_WHAT IS REQUIRED:_ The reply should hold every line of the data below, unchanged, and none of the pictures.

_MATERIAL PROVIDED:_
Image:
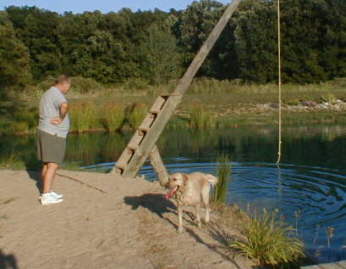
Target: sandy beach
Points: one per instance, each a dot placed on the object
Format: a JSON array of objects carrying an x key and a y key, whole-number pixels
[{"x": 105, "y": 221}]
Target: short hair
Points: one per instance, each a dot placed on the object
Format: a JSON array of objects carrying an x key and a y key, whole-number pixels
[{"x": 62, "y": 79}]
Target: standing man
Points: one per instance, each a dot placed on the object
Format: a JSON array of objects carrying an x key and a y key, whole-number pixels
[{"x": 54, "y": 125}]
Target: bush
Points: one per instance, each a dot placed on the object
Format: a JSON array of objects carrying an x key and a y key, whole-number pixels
[
  {"x": 85, "y": 85},
  {"x": 269, "y": 241},
  {"x": 223, "y": 174},
  {"x": 112, "y": 117},
  {"x": 202, "y": 119},
  {"x": 137, "y": 115},
  {"x": 84, "y": 117},
  {"x": 136, "y": 84}
]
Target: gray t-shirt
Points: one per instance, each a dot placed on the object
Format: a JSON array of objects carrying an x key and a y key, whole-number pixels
[{"x": 49, "y": 109}]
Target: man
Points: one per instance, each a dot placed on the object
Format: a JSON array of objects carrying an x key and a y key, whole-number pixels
[{"x": 54, "y": 125}]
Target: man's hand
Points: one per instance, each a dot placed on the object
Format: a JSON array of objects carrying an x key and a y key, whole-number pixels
[{"x": 56, "y": 121}]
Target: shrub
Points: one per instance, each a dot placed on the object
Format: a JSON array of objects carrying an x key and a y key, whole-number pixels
[
  {"x": 112, "y": 117},
  {"x": 202, "y": 119},
  {"x": 83, "y": 117},
  {"x": 329, "y": 98},
  {"x": 137, "y": 115},
  {"x": 136, "y": 84},
  {"x": 223, "y": 174},
  {"x": 269, "y": 241}
]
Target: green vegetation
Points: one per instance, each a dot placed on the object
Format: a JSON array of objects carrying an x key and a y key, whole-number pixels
[
  {"x": 156, "y": 46},
  {"x": 223, "y": 174},
  {"x": 210, "y": 104},
  {"x": 269, "y": 241},
  {"x": 200, "y": 118},
  {"x": 137, "y": 114},
  {"x": 124, "y": 58}
]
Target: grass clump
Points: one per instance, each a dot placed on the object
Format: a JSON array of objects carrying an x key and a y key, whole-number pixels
[
  {"x": 201, "y": 118},
  {"x": 223, "y": 174},
  {"x": 84, "y": 117},
  {"x": 269, "y": 241},
  {"x": 112, "y": 117}
]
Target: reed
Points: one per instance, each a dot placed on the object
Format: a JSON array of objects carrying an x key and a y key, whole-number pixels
[
  {"x": 137, "y": 114},
  {"x": 84, "y": 117},
  {"x": 112, "y": 117},
  {"x": 223, "y": 173},
  {"x": 269, "y": 241}
]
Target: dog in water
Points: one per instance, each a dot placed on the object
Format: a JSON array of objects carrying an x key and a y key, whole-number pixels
[{"x": 191, "y": 190}]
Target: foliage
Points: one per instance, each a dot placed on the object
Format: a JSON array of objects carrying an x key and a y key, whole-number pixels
[{"x": 269, "y": 241}]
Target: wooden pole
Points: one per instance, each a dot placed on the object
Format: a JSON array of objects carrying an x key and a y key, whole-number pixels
[
  {"x": 174, "y": 100},
  {"x": 159, "y": 167}
]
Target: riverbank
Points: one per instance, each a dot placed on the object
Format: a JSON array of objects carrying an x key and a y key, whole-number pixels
[{"x": 105, "y": 222}]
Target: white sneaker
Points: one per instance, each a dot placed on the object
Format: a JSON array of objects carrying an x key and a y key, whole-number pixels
[
  {"x": 54, "y": 194},
  {"x": 48, "y": 199}
]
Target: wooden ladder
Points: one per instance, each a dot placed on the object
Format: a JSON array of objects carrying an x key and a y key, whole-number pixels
[{"x": 143, "y": 143}]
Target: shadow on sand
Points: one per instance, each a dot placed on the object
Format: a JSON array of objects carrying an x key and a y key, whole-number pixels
[
  {"x": 154, "y": 202},
  {"x": 159, "y": 205}
]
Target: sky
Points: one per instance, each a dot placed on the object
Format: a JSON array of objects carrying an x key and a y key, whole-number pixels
[{"x": 78, "y": 6}]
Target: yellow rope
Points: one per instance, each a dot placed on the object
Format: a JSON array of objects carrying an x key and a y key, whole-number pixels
[{"x": 280, "y": 84}]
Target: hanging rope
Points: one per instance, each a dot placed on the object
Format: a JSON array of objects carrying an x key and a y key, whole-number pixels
[{"x": 280, "y": 84}]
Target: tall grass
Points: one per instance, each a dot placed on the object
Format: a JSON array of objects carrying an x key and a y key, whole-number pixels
[
  {"x": 223, "y": 174},
  {"x": 269, "y": 241},
  {"x": 137, "y": 114},
  {"x": 112, "y": 117},
  {"x": 84, "y": 117}
]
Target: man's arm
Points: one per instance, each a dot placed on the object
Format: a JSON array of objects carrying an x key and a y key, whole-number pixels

_FINISHED EXERCISE:_
Image:
Target: sandy beach
Points: one per instance, each a dot placed on the object
Format: a JSON array of objects carrying an x key and a y key, whole-number pixels
[{"x": 105, "y": 221}]
Target: short hair
Points: one per instance, each a dot placed on the object
Format: a JSON array of objects carrying an x key and a y key, whole-number pixels
[{"x": 62, "y": 79}]
Target: standing man
Points: one per instance, each a dot placed on the object
Format: a JSON array of objects carrying an x key and a y key, whole-number pixels
[{"x": 54, "y": 125}]
Target: bush
Points: one per instance, each a dot placed on the object
Format: a JSON array of objects carrying an x key and a y key, whole-number pixels
[
  {"x": 85, "y": 85},
  {"x": 269, "y": 241},
  {"x": 223, "y": 174},
  {"x": 112, "y": 117},
  {"x": 202, "y": 119},
  {"x": 137, "y": 115},
  {"x": 84, "y": 117},
  {"x": 136, "y": 84}
]
Target: gray t-shirt
Points: one per instance, each a dot placed on the object
Format: a JSON array of objects carrying an x key and a y key, whole-number pixels
[{"x": 49, "y": 109}]
Target: man
Points: one per instance, each a dot placed on the object
Format: a JSON array of objects carrying an x key and a y key, whole-number pixels
[{"x": 54, "y": 125}]
Target: man's hand
Points: one per instance, each a dot placed on the object
Format: a JSON array of objects carrying an x key and a y key, whole-number pixels
[{"x": 56, "y": 121}]
Target: shrub
Points: one per instance, each a dot placed on the object
Format: a JSON array of objects carrying an x key and a y key, whole-number pixels
[
  {"x": 112, "y": 117},
  {"x": 202, "y": 119},
  {"x": 83, "y": 117},
  {"x": 329, "y": 98},
  {"x": 137, "y": 115},
  {"x": 136, "y": 84},
  {"x": 223, "y": 174},
  {"x": 269, "y": 241}
]
Target: green vegetation
Points: one per instance, each a dot placed on the object
Format: a JSON array of objects carrying an x key and a y key, whole-number pixels
[
  {"x": 156, "y": 46},
  {"x": 223, "y": 174},
  {"x": 210, "y": 104},
  {"x": 269, "y": 241},
  {"x": 200, "y": 118},
  {"x": 137, "y": 114},
  {"x": 124, "y": 58}
]
Target: grass clump
Points: one per instance, each a dot placed on the object
Format: a JSON array of objects carrying an x key and a y key, whole-number pixels
[
  {"x": 201, "y": 118},
  {"x": 223, "y": 174},
  {"x": 84, "y": 117},
  {"x": 269, "y": 241},
  {"x": 112, "y": 117}
]
Target: reed
Points: one per instance, each a dot placed on the object
Format: a JSON array of objects carrying an x key and a y key, whole-number pixels
[
  {"x": 137, "y": 114},
  {"x": 84, "y": 117},
  {"x": 112, "y": 117},
  {"x": 223, "y": 173},
  {"x": 269, "y": 241}
]
Target: dog in water
Points: one per instance, each a dot placed on the object
Format: a JSON array of objects carrying an x key and a y key, whole-number pixels
[{"x": 191, "y": 190}]
Target: foliage
Points: one per instance, each a dot placed on the object
Format: a JSON array of objects carrying an x key and a y key, whole-number pixels
[{"x": 269, "y": 241}]
Target: wooden pole
Points: one per instance, each a dot placed on the object
Format: a JSON array of objects carrying an x key and a y key, whole-number pixels
[
  {"x": 174, "y": 100},
  {"x": 159, "y": 167}
]
Target: riverbank
Points: one per instance, each a dot placed on the object
Format: a JSON array of objects carrying an x key and a y key, whole-number pixels
[{"x": 105, "y": 222}]
Target: white sneaker
Points: one per instance, each a dot placed on the object
Format: a JSON array of objects carrying an x key and a y key, whole-number pixels
[
  {"x": 54, "y": 194},
  {"x": 48, "y": 199}
]
Target: wooden ladder
Points: one per instance, each a dot placed on the object
Format: a JSON array of objects carrying an x key and a y key, whole-number pixels
[{"x": 143, "y": 143}]
Target: shadow on sand
Points: one per instance, each a dot placed on the object
Format: a JSON array of objects carrying an x key and a y key, whole-number pixels
[
  {"x": 154, "y": 202},
  {"x": 159, "y": 205}
]
Target: sky
Points: one per instance, each a dot placed on the object
Format: a JSON array of objects carrying an x key and a y key, whole-number pixels
[{"x": 78, "y": 6}]
Target: yellow rope
Points: one per instance, each a dot placed on the object
Format: a JSON array of objects carrying an x key and a y key, whole-number pixels
[{"x": 280, "y": 84}]
Target: hanging rope
Points: one per instance, each a dot placed on the object
Format: a JSON array of objects carrying an x key and a y key, whole-number pixels
[{"x": 280, "y": 84}]
Target: tall grass
Points: one per instance, each a dot placed on the object
Format: a JSON array of objects carrying an x key and a y key, whole-number pixels
[
  {"x": 223, "y": 174},
  {"x": 269, "y": 241},
  {"x": 137, "y": 114},
  {"x": 112, "y": 117},
  {"x": 84, "y": 117}
]
Target: man's arm
Points: one per instance, each a dot placed on the object
Format: a JSON array of objects carrying an x key and a y key, whole-number pixels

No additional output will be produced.